::: Supplied data :::

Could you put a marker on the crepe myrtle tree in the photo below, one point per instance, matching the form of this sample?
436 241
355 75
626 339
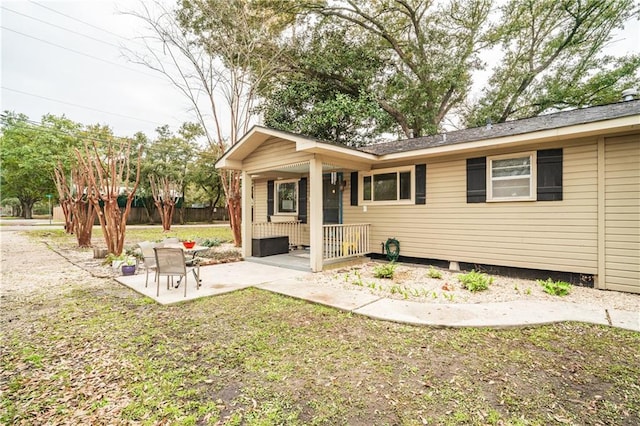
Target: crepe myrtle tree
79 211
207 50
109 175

:::
::: Supplied data :::

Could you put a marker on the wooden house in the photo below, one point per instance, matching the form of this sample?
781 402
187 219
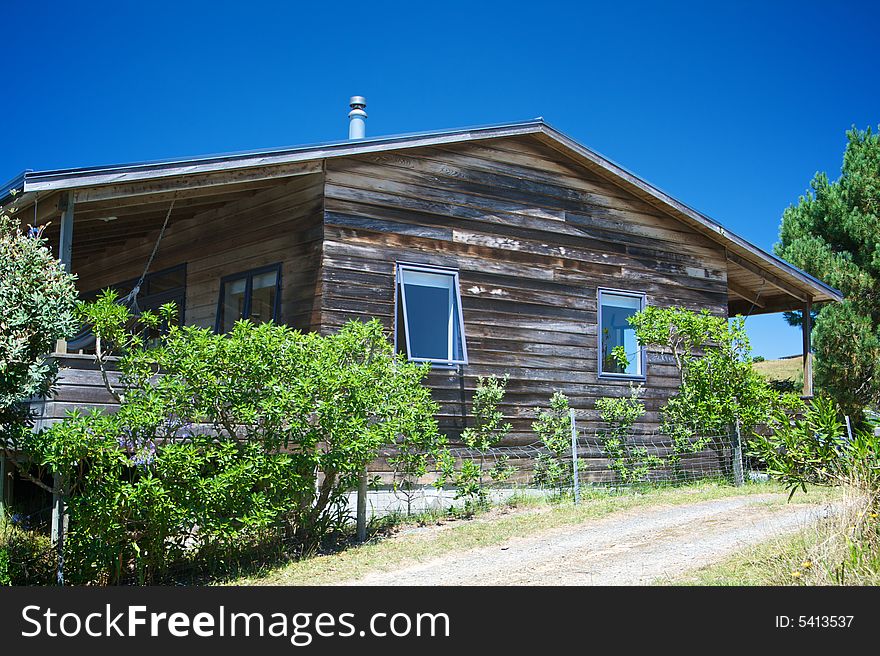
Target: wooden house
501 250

:::
::: Supplied data :::

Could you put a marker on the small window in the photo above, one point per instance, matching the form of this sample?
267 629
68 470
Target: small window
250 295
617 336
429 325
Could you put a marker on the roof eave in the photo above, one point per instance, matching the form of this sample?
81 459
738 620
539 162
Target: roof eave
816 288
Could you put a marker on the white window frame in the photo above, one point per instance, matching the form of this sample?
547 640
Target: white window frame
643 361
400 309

:::

- **What to do**: Scan the entries and show every line in which the word "above" is found.

- **Answer below**:
Could you put a marker on the small window in the photo above, one point per instance, matching the form of this sample?
Could you put a marker on the roof eave in the photo above, one point per instance, matching the form of this sample?
Could you put a marker on the white window frame in the photo above, one point per instance, matching the form of this sample?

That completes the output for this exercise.